---------- Record set

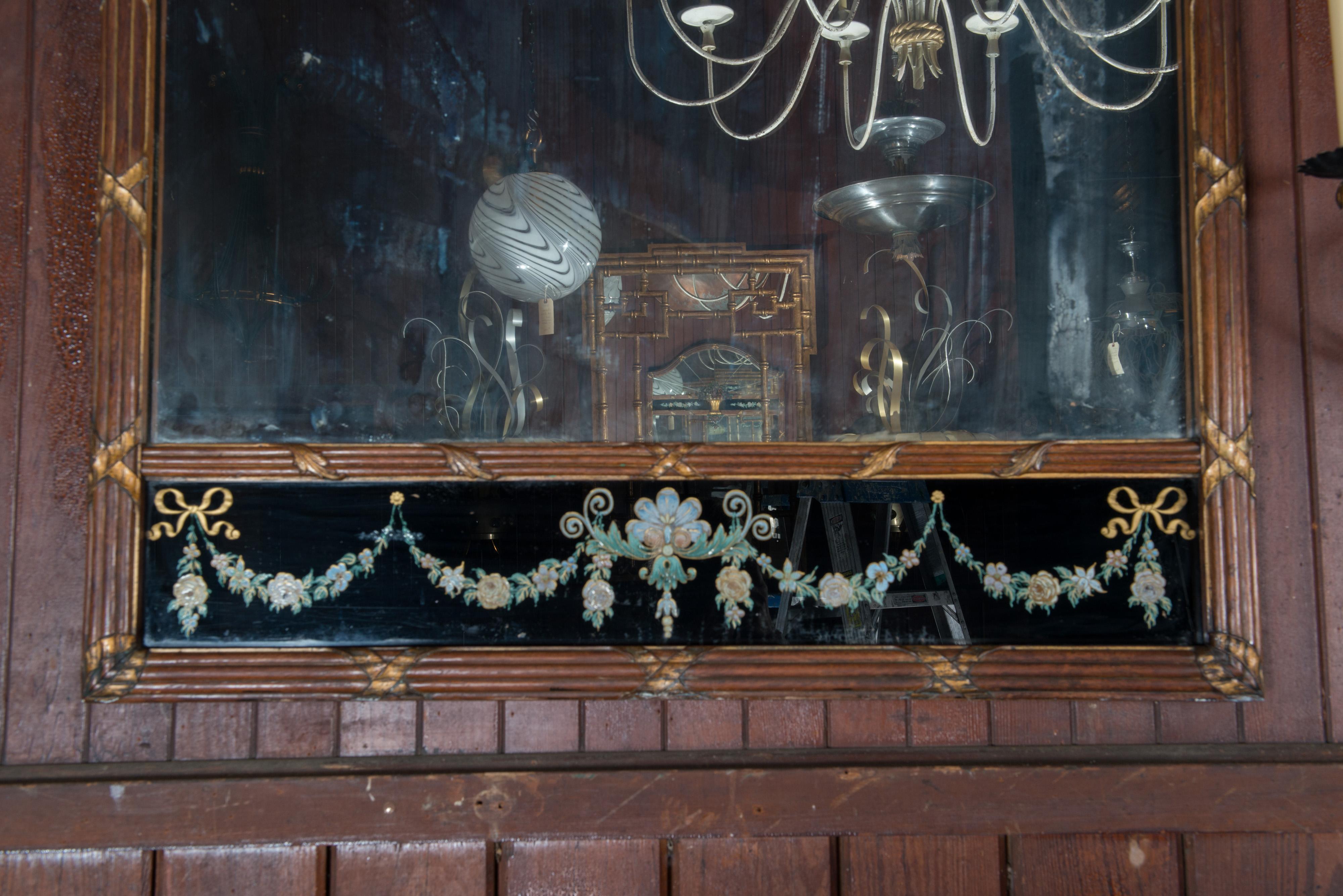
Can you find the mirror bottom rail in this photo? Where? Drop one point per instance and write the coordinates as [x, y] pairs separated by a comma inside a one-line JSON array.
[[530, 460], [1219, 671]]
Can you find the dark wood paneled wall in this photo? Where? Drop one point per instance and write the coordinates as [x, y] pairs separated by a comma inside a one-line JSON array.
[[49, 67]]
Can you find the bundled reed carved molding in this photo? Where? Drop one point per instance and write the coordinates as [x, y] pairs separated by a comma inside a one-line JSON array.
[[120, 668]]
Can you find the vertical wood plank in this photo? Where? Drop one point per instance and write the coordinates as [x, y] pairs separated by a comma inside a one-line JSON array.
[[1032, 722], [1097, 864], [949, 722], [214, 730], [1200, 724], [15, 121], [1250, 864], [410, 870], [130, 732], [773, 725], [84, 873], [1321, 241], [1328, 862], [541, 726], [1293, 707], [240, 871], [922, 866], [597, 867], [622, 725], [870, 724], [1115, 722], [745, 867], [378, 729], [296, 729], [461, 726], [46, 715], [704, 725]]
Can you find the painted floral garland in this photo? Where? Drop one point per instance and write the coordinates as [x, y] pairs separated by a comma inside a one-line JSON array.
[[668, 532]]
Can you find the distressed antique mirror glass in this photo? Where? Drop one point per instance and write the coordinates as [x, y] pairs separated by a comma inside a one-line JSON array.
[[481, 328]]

--------------------
---------- Record set

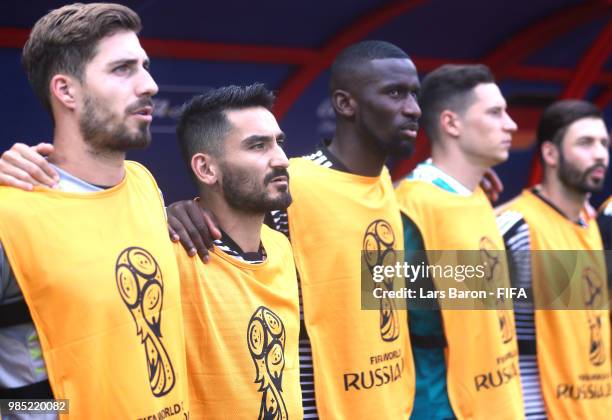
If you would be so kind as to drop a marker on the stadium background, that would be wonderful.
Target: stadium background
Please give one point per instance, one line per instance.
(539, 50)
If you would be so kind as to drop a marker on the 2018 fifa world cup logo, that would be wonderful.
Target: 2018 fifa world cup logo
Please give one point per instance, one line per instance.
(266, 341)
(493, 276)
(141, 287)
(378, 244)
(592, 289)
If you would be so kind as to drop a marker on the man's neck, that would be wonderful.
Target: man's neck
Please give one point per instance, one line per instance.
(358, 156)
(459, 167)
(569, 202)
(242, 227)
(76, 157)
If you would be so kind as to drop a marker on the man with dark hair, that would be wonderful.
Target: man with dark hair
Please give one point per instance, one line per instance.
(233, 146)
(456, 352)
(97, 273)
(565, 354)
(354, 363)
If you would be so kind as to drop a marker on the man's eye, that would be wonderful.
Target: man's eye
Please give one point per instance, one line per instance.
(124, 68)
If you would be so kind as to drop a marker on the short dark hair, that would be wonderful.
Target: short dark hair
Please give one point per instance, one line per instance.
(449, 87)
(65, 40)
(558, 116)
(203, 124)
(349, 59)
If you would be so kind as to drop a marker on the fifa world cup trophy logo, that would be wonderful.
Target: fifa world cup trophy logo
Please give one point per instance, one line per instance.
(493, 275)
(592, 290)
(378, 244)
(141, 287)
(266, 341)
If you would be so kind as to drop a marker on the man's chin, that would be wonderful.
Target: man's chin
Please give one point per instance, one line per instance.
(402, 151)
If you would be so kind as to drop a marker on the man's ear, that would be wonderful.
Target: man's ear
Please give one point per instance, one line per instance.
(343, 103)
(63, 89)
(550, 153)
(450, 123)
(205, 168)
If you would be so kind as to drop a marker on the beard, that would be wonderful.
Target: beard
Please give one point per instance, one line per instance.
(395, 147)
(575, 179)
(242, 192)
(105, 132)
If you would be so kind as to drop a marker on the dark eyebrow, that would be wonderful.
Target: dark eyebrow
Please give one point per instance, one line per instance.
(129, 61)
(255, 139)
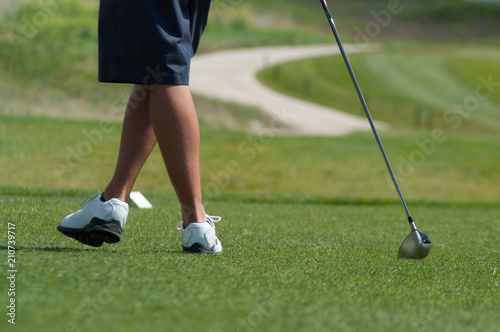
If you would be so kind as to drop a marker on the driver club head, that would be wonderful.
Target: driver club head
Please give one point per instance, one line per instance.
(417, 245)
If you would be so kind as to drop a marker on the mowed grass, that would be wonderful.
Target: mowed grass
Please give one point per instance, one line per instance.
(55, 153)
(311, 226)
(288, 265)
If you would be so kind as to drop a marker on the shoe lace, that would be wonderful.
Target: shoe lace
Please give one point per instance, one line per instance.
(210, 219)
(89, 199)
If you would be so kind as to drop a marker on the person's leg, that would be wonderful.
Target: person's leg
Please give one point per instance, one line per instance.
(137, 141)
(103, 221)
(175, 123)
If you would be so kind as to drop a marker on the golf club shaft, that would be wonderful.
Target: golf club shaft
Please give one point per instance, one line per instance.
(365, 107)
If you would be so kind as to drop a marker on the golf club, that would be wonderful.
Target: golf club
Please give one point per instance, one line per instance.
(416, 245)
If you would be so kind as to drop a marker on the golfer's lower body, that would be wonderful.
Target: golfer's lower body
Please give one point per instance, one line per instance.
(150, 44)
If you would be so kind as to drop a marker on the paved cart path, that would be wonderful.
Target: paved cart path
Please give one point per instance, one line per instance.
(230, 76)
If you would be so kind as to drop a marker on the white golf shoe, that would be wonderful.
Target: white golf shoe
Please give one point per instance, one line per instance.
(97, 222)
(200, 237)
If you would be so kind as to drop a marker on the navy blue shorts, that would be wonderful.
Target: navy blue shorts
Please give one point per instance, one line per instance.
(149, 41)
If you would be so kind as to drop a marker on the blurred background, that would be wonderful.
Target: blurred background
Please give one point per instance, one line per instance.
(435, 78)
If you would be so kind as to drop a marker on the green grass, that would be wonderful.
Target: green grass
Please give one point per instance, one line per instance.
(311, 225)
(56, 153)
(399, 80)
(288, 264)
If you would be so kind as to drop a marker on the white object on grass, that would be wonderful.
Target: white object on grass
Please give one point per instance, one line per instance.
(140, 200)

--------------------
---------- Record set

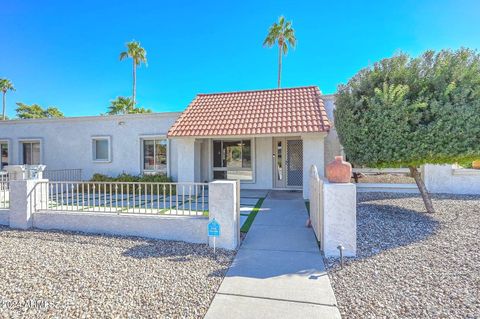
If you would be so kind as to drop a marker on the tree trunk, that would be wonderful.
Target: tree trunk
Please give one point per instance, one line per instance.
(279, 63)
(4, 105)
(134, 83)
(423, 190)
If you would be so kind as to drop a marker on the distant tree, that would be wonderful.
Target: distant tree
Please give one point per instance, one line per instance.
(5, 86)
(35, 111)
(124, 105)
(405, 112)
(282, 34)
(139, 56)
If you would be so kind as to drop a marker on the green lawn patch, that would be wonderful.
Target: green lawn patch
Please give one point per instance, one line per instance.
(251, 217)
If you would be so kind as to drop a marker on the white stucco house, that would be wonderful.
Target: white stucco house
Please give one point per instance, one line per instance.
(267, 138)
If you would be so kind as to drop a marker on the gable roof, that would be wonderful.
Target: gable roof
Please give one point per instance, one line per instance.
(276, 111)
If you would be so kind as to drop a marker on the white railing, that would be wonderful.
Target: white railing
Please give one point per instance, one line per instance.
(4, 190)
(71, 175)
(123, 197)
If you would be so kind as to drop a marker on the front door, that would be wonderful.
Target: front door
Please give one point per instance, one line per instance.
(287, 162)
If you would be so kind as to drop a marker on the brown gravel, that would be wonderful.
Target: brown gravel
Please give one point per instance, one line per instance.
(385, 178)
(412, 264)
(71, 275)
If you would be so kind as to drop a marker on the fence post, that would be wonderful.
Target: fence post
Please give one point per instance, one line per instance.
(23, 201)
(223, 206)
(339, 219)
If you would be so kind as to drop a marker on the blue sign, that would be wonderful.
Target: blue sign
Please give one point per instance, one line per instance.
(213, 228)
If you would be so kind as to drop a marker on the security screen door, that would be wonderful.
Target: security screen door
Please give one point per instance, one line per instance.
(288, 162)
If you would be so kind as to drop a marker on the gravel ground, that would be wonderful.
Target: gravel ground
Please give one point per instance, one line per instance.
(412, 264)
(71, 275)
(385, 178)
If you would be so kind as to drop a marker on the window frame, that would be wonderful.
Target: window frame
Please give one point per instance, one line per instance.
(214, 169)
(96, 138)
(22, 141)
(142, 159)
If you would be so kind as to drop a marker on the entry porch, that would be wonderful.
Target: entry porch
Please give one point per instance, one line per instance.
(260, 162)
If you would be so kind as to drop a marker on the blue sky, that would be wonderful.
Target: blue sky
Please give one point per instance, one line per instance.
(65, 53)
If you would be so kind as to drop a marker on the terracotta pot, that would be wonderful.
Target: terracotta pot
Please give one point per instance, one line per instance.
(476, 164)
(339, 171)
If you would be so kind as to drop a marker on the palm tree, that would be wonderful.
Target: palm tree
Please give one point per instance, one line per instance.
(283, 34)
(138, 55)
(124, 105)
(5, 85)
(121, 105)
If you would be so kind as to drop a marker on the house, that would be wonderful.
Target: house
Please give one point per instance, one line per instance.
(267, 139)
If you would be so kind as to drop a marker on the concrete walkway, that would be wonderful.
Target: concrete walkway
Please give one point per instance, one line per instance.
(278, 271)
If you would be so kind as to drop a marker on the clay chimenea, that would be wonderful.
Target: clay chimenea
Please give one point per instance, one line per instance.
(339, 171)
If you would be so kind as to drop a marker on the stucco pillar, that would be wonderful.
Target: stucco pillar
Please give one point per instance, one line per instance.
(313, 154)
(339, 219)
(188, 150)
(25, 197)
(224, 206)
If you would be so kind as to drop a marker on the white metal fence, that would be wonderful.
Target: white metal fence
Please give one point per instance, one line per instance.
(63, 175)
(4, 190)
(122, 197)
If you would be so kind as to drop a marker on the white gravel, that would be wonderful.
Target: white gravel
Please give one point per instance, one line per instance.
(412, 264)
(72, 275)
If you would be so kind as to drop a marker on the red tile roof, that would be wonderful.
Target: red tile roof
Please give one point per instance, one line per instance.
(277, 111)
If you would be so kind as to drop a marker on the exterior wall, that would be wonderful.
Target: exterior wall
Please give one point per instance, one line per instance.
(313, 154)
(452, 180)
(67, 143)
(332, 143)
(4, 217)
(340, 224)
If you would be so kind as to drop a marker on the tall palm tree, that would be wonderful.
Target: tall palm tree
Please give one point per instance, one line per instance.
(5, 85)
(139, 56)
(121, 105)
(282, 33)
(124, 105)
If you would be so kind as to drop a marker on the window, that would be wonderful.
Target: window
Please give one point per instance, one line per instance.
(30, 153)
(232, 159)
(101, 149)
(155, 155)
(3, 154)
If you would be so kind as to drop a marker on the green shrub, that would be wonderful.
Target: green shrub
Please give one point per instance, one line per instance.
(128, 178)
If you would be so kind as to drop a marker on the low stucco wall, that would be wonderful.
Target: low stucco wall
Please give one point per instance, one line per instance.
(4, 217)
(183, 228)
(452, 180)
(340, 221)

--------------------

What you will do:
Above is a listing; print exactly its lines from the one with "path, that would be wonderful." through the one with "on grass, that would be wonderful.", and no other lines.

Finished exercise:
If you would be so kind as to drop a marker on the paved cart path, that would be wonderful.
Target: paved cart path
Please give one point per instance, one line per instance.
(230, 76)
If you would be so kind as to drop a marker on the white golf shoe, that would be wonderful.
Target: white golf shoe
Please give one point per instance, one line per instance.
(97, 222)
(200, 237)
If you would be so kind as to drop a marker on the navy blue shorts, that would be wonderful.
Target: navy blue shorts
Please give one point per instance, one line per instance.
(149, 41)
If you would be so kind as to drop a marker on the blurred background, that would be wonderful.
Target: blurred background
Please give one point per instance, one line per instance.
(435, 78)
If you would be so kind as to drop a marker on the green grass, that would be wonderful.
Target: green grass
Please give one point per instance, one line per instance.
(311, 225)
(56, 153)
(399, 80)
(288, 264)
If you would be so kind as to drop a marker on the white object on grass, that would be wonderful.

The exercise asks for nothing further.